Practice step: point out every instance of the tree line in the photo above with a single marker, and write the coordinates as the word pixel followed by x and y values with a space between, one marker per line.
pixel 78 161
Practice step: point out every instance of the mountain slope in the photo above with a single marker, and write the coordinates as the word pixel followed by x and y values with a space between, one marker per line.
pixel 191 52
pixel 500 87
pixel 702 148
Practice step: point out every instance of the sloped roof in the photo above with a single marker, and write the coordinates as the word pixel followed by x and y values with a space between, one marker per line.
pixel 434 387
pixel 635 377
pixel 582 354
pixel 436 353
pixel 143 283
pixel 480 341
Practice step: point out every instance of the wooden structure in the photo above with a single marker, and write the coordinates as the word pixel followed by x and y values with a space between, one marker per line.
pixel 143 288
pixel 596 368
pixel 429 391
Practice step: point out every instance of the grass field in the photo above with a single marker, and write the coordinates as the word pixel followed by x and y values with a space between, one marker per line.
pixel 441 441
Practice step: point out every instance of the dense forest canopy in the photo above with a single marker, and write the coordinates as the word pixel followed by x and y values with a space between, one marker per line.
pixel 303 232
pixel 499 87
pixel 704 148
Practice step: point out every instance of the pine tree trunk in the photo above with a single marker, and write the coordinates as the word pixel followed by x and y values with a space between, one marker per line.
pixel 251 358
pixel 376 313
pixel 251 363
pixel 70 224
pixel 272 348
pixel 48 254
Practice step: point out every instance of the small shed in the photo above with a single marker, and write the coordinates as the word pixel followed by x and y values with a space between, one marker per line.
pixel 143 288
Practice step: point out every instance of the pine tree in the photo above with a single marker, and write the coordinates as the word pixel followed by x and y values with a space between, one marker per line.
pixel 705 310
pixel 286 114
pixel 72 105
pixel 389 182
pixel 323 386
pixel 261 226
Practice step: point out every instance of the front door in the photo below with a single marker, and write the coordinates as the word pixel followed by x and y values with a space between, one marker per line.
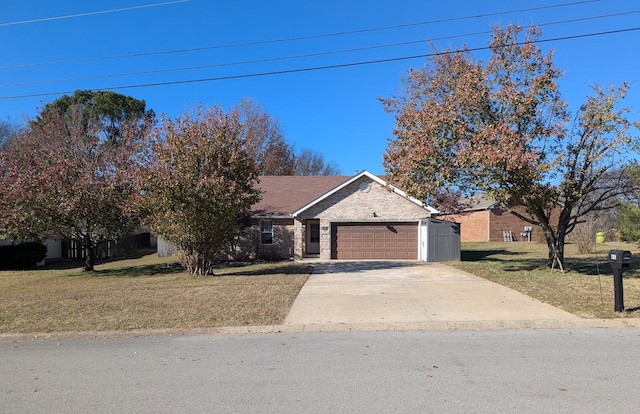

- _PROMPT_: Extract the entries above from their first line through the line containing "pixel 702 148", including both of these lines, and reproduce each line unchanged.

- _ANSWER FOR THE TASK_:
Practice step: point out every instance of the tree line in the photo above with a single marker, and write the coordinates as the word pixel followed by x and y values with a space between, one marker per line.
pixel 78 161
Practice step: point out every instance of the mountain slope in the photo above with a single marker, and write the coordinates as the word pixel followed by x and y values with a space between, one marker per line.
pixel 191 52
pixel 500 87
pixel 702 148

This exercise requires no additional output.